***** Given records *****

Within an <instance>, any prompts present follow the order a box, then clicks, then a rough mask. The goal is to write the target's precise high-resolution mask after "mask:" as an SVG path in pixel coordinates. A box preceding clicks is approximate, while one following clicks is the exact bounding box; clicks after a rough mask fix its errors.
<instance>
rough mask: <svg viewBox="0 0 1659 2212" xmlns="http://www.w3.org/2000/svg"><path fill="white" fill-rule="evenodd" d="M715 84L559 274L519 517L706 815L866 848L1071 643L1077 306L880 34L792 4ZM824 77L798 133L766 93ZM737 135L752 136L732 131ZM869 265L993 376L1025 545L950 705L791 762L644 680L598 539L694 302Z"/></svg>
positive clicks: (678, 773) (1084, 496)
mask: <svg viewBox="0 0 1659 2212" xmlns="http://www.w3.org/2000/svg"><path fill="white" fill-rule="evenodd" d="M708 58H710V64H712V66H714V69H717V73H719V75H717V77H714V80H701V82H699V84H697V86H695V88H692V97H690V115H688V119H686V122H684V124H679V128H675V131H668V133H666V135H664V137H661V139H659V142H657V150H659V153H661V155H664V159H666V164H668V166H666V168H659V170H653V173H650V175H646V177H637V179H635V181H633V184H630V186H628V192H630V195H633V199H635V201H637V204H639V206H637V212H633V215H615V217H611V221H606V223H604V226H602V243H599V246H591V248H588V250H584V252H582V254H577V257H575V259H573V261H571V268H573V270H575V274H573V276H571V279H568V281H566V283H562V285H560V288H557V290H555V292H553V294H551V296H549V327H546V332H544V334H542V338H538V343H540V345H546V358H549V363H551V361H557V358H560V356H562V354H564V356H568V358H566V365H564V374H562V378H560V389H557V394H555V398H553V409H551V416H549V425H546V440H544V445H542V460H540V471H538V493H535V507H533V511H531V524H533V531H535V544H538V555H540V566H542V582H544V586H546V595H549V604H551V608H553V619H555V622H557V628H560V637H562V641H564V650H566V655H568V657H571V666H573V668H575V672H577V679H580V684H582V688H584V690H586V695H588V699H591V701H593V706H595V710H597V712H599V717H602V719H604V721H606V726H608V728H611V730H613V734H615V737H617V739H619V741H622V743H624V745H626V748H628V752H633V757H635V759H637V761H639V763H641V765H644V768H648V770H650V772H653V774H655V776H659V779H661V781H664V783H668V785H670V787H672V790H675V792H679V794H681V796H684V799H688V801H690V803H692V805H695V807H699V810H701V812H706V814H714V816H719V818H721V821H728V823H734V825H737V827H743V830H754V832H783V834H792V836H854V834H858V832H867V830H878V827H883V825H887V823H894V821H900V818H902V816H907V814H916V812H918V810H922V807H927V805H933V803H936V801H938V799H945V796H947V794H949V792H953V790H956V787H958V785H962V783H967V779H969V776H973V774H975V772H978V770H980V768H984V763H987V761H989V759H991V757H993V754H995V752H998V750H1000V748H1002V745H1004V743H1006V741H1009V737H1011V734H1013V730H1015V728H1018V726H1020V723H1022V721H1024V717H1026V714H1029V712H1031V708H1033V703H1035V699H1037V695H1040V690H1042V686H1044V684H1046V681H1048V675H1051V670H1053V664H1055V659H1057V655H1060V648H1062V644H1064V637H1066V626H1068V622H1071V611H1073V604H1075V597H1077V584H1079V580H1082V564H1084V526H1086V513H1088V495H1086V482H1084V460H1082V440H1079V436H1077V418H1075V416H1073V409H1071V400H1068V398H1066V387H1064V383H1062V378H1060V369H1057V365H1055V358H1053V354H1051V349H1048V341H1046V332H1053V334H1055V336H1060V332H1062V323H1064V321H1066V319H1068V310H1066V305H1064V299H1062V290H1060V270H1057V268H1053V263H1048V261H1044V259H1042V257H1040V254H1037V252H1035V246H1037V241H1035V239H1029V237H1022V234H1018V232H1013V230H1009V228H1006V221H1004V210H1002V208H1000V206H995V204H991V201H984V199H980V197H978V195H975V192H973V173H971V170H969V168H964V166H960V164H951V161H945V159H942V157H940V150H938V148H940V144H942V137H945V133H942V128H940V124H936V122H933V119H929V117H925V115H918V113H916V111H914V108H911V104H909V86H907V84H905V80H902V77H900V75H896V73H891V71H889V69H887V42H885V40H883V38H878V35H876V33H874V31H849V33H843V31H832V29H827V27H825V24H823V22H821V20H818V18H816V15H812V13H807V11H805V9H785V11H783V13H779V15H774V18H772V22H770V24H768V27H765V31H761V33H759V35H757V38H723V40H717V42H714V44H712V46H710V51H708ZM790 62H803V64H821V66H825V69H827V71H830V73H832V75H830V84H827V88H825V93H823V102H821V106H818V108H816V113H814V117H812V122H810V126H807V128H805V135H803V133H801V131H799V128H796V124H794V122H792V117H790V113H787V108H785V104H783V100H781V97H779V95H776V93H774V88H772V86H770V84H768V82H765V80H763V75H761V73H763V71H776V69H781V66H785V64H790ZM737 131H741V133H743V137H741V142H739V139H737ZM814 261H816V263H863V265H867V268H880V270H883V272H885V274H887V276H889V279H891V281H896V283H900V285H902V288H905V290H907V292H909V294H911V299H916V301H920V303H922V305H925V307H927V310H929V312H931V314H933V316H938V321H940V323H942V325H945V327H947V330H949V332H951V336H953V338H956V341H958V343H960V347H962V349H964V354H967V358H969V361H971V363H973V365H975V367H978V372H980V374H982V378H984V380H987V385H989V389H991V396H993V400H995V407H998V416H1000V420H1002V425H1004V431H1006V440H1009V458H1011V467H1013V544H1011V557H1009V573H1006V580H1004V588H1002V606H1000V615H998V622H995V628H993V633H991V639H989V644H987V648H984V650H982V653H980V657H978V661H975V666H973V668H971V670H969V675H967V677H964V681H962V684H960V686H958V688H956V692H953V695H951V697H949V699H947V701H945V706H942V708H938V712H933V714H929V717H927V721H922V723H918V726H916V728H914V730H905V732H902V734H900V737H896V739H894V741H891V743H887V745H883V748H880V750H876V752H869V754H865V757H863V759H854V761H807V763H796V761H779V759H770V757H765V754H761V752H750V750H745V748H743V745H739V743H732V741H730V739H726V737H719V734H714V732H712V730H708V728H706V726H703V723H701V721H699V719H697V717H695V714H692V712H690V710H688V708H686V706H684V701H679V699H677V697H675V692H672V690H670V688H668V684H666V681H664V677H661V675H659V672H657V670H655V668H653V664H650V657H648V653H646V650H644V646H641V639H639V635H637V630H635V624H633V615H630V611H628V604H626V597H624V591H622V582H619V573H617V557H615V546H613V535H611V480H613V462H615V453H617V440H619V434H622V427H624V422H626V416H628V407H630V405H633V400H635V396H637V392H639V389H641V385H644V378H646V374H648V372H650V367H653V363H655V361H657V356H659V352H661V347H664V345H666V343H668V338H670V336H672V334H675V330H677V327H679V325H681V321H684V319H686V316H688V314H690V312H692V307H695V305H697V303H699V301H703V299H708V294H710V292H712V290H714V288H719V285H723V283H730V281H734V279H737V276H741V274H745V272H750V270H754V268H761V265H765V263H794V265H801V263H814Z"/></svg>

*****

Task: Return every line of the data above verbatim, with no changes.

Finished exercise:
Within an <instance>, any prompts present follow the order a box, then clicks, then a rough mask. The goal is to write the target's precise high-resolution mask after "mask:" as an SVG path in pixel coordinates. A box preceding clicks is approximate, while one following clicks is the exact bounding box; clicks after a rough mask fix its errors.
<instance>
rough mask: <svg viewBox="0 0 1659 2212" xmlns="http://www.w3.org/2000/svg"><path fill="white" fill-rule="evenodd" d="M715 84L559 274L519 517L706 815L866 848L1071 643L1077 306L880 34L792 4ZM824 77L798 133L766 93ZM737 135L752 136L732 131ZM869 265L993 376L1025 545L950 705L791 762L644 680L598 539L694 302Z"/></svg>
positive clicks: (678, 773) (1084, 496)
mask: <svg viewBox="0 0 1659 2212" xmlns="http://www.w3.org/2000/svg"><path fill="white" fill-rule="evenodd" d="M708 58H710V64H712V66H714V69H717V73H719V75H717V77H714V80H701V82H699V84H697V86H695V88H692V97H690V115H688V119H686V122H684V124H679V128H675V131H668V133H666V135H664V137H661V139H659V142H657V150H659V153H661V155H664V159H666V164H668V166H666V168H659V170H653V173H650V175H646V177H637V179H635V181H633V184H630V186H628V192H630V195H633V199H635V201H637V204H639V206H637V212H633V215H615V217H611V221H606V223H604V226H602V243H599V246H591V248H588V250H584V252H582V254H577V257H575V259H573V261H571V268H573V270H575V274H573V276H571V279H568V281H566V283H562V285H560V288H557V290H555V292H553V294H551V296H549V327H546V332H544V334H542V338H538V343H540V345H546V358H549V363H551V361H557V358H560V356H562V354H564V356H568V358H566V365H564V374H562V378H560V389H557V394H555V398H553V409H551V416H549V425H546V440H544V445H542V460H540V471H538V493H535V507H533V511H531V524H533V531H535V544H538V555H540V566H542V582H544V586H546V595H549V604H551V608H553V619H555V622H557V628H560V637H562V641H564V650H566V655H568V657H571V666H573V668H575V672H577V679H580V684H582V688H584V690H586V695H588V699H591V701H593V706H595V710H597V712H599V717H602V719H604V721H606V726H608V728H611V730H613V734H615V737H617V739H619V741H622V743H624V745H626V748H628V752H633V757H635V759H637V761H639V763H641V765H644V768H648V770H650V772H653V774H655V776H659V779H661V781H664V783H668V785H670V787H672V790H675V792H679V794H681V796H684V799H688V801H690V803H692V805H695V807H699V810H701V812H706V814H714V816H719V818H721V821H728V823H734V825H737V827H743V830H754V832H783V834H792V836H854V834H858V832H867V830H878V827H883V825H887V823H894V821H900V818H902V816H907V814H916V812H918V810H922V807H927V805H933V803H936V801H938V799H945V796H947V794H949V792H953V790H956V787H958V785H962V783H967V779H969V776H973V774H975V772H978V770H980V768H984V763H987V761H989V759H991V757H993V754H995V752H998V750H1000V748H1002V745H1004V743H1006V741H1009V737H1011V734H1013V730H1015V728H1018V726H1020V723H1022V721H1024V717H1026V714H1029V712H1031V708H1033V703H1035V699H1037V695H1040V690H1042V686H1044V684H1046V681H1048V675H1051V670H1053V664H1055V659H1057V655H1060V648H1062V644H1064V637H1066V626H1068V622H1071V611H1073V604H1075V597H1077V584H1079V580H1082V564H1084V526H1086V513H1088V495H1086V482H1084V460H1082V440H1079V436H1077V418H1075V416H1073V409H1071V400H1068V398H1066V387H1064V383H1062V378H1060V369H1057V365H1055V358H1053V354H1051V349H1048V341H1046V332H1053V334H1055V336H1060V332H1062V323H1064V321H1066V319H1068V310H1066V305H1064V299H1062V290H1060V270H1057V268H1053V263H1048V261H1044V259H1042V257H1040V254H1037V252H1035V246H1037V241H1035V239H1029V237H1022V234H1018V232H1013V230H1009V228H1006V221H1004V210H1002V208H1000V206H995V204H991V201H984V199H980V197H978V195H975V192H973V173H971V170H969V168H964V166H960V164H951V161H945V159H942V157H940V150H938V148H940V144H942V137H945V133H942V128H940V124H936V122H933V119H929V117H925V115H918V113H916V111H914V108H911V104H909V86H907V84H905V80H902V77H900V75H896V73H891V71H889V69H887V42H885V40H883V38H878V35H876V33H874V31H849V33H843V31H832V29H827V27H825V24H823V22H821V20H818V18H816V15H812V13H807V11H805V9H785V11H783V13H779V15H774V18H772V22H770V24H768V27H765V31H761V33H759V35H757V38H723V40H717V42H714V44H712V46H710V51H708ZM790 62H803V64H821V66H825V69H827V71H830V73H832V75H830V84H827V88H825V93H823V102H821V106H818V108H816V113H814V117H812V122H810V126H807V128H805V135H803V133H801V131H799V128H796V124H794V122H792V117H790V113H787V108H785V104H783V100H781V97H779V95H776V93H774V88H772V86H770V84H768V82H765V80H763V75H761V73H763V71H776V69H781V66H785V64H790ZM737 131H741V133H743V137H741V142H739V139H737ZM814 261H816V263H863V265H867V268H880V270H883V272H885V274H887V276H889V279H891V281H896V283H900V285H902V288H905V290H907V292H909V294H911V299H916V301H920V303H922V305H925V307H927V310H929V312H931V314H933V316H938V321H940V323H942V325H945V327H947V330H949V332H951V336H953V338H956V341H958V343H960V347H962V349H964V354H967V358H969V361H971V363H973V365H975V367H978V372H980V374H982V378H984V380H987V385H989V389H991V396H993V400H995V407H998V416H1000V420H1002V425H1004V431H1006V440H1009V458H1011V467H1013V544H1011V557H1009V573H1006V580H1004V588H1002V606H1000V615H998V622H995V628H993V633H991V639H989V644H987V648H984V650H982V653H980V657H978V661H975V666H973V668H971V670H969V675H967V677H964V681H962V684H960V686H958V688H956V692H953V695H951V697H949V699H947V701H945V706H942V708H938V712H933V714H929V717H927V721H922V723H918V726H916V728H914V730H905V732H902V734H900V737H896V739H894V741H891V743H887V745H883V748H880V750H876V752H869V754H865V757H863V759H854V761H807V763H796V761H779V759H770V757H765V754H761V752H750V750H745V748H743V745H739V743H732V741H730V739H726V737H719V734H714V732H712V730H708V728H706V726H703V723H701V721H699V719H697V717H695V714H692V712H690V710H688V708H686V706H684V701H679V699H677V697H675V692H672V690H670V688H668V684H666V681H664V677H661V675H659V672H657V670H655V668H653V664H650V657H648V653H646V650H644V646H641V639H639V635H637V630H635V624H633V615H630V611H628V604H626V597H624V591H622V582H619V573H617V557H615V546H613V535H611V480H613V462H615V453H617V440H619V434H622V427H624V422H626V416H628V407H630V405H633V400H635V396H637V392H639V389H641V385H644V378H646V374H648V372H650V367H653V363H655V361H657V356H659V352H661V347H664V345H666V343H668V338H670V336H672V334H675V330H677V327H679V325H681V321H684V319H686V316H688V314H690V312H692V307H695V305H697V303H699V301H703V299H708V294H710V292H712V290H714V288H719V285H723V283H730V281H734V279H737V276H741V274H745V272H750V270H754V268H761V265H765V263H794V265H801V263H814Z"/></svg>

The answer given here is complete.